Your objective:
Begin with the line where "bird's dark wing" appears. Set down that line and the rest of the records below it exactly as given.
** Exercise material follows **
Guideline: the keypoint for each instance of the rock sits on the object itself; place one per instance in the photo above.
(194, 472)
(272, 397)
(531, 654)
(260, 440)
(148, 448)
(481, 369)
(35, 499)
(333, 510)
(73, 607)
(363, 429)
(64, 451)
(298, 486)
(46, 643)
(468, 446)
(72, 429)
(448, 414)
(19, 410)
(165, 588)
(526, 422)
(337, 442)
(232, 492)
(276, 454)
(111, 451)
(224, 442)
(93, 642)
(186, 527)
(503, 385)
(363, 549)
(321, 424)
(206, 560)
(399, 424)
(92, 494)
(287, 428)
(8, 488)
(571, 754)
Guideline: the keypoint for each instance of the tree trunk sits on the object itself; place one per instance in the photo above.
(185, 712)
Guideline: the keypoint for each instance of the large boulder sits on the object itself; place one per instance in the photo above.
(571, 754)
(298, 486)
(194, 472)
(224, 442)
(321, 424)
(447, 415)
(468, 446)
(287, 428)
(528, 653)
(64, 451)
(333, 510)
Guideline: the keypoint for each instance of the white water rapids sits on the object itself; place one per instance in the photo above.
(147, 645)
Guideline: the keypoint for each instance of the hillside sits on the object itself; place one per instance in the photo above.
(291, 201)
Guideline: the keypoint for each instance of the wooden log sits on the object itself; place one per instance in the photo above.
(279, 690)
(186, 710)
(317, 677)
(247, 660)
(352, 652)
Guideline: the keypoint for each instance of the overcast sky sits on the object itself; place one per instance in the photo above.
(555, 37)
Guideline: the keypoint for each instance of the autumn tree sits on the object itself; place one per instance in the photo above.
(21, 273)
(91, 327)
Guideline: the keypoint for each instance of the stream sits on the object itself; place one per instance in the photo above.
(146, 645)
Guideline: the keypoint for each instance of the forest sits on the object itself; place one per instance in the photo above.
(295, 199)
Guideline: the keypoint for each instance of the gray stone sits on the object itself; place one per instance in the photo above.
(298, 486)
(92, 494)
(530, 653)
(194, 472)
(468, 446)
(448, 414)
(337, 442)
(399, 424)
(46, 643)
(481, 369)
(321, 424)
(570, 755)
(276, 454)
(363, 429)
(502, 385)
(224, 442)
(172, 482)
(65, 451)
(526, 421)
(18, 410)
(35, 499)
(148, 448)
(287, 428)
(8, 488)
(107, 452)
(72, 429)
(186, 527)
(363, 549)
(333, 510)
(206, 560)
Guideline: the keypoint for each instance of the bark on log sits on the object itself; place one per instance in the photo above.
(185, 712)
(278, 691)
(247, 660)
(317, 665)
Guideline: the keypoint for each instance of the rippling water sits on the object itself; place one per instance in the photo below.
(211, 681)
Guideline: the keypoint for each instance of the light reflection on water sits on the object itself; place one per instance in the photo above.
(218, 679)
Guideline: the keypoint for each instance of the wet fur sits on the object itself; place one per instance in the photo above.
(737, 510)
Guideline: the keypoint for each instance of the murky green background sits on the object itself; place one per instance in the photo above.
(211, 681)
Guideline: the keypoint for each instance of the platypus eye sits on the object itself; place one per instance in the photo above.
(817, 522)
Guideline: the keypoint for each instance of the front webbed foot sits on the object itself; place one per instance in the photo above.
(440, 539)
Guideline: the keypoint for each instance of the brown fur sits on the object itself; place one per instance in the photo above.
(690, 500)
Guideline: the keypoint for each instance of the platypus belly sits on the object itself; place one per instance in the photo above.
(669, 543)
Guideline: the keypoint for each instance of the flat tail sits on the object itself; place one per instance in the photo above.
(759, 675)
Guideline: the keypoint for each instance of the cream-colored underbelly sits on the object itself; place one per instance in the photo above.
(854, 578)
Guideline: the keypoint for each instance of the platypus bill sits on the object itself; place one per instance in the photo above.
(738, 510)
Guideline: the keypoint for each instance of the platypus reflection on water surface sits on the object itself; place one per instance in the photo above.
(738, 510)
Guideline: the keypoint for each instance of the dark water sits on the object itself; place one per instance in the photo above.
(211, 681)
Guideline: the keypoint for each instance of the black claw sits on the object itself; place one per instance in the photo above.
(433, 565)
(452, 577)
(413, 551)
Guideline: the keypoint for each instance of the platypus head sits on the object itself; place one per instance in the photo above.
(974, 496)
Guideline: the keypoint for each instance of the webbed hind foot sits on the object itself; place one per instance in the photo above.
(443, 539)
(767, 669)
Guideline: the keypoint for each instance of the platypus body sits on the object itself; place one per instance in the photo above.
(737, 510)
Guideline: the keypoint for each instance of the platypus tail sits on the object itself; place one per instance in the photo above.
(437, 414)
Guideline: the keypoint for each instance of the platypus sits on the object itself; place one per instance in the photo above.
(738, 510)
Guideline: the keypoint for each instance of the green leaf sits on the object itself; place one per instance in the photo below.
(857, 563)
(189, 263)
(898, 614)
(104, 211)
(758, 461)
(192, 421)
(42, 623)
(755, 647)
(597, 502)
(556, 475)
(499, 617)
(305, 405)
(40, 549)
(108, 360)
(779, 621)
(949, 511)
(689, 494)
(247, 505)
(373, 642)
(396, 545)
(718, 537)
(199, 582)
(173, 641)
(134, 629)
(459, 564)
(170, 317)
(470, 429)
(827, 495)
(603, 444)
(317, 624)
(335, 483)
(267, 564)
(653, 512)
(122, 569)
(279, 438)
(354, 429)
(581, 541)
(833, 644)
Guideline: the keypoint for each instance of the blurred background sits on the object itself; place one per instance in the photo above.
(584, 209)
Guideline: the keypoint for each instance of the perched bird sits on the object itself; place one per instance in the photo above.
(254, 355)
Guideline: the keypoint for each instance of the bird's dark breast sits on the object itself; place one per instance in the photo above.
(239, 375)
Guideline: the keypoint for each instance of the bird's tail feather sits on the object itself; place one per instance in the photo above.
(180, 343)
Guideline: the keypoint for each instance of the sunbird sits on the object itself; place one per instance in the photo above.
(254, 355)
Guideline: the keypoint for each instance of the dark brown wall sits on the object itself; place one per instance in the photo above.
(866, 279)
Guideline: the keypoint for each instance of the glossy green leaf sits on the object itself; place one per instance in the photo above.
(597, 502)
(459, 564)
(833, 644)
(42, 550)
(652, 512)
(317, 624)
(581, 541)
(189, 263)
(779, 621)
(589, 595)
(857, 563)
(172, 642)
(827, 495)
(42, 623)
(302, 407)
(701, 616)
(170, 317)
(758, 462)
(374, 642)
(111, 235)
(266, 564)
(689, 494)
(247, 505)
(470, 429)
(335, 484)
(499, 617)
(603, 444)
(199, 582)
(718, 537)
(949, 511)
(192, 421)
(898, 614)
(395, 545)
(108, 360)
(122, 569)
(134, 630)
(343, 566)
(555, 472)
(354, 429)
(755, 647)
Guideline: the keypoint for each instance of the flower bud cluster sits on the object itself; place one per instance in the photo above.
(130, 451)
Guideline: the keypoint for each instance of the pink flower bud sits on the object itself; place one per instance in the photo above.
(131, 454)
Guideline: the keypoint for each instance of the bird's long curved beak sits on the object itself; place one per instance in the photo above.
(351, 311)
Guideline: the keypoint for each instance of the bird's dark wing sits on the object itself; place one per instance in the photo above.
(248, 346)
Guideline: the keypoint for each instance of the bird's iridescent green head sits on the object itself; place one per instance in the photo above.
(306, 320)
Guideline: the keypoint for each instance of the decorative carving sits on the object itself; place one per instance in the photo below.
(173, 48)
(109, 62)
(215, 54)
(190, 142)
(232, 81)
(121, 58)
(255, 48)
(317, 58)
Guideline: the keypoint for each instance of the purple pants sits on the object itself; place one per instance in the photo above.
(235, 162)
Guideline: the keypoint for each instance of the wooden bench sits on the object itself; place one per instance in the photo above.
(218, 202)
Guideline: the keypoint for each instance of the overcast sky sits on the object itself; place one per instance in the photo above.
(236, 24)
** End of Exercise material **
Answer to this problem:
Guideline: the keypoint for each instance of the bird's dark wing sits on the object itself; place one per instance in the photo above.
(248, 346)
Guideline: the keypoint for each instance of the bird's iridescent green head sits on the object itself; place one per instance in the photo above.
(306, 320)
Guideline: the keypoint for each instance of the decorative carving sits on the object itself; place one per instance in the photo below.
(173, 48)
(109, 62)
(215, 54)
(190, 142)
(232, 81)
(121, 58)
(255, 48)
(317, 58)
Guideline: the keypoint for each instance of the purple pants sits on the object itself; place one per instance in the photo above.
(235, 162)
Guideline: the keypoint for each instance of the wooden bench sits on the object itself; place one per instance in the photo above.
(218, 202)
Guideline: the keypoint for each instance of the overcast sky sits on the object itself; place one per instance in the photo above.
(236, 24)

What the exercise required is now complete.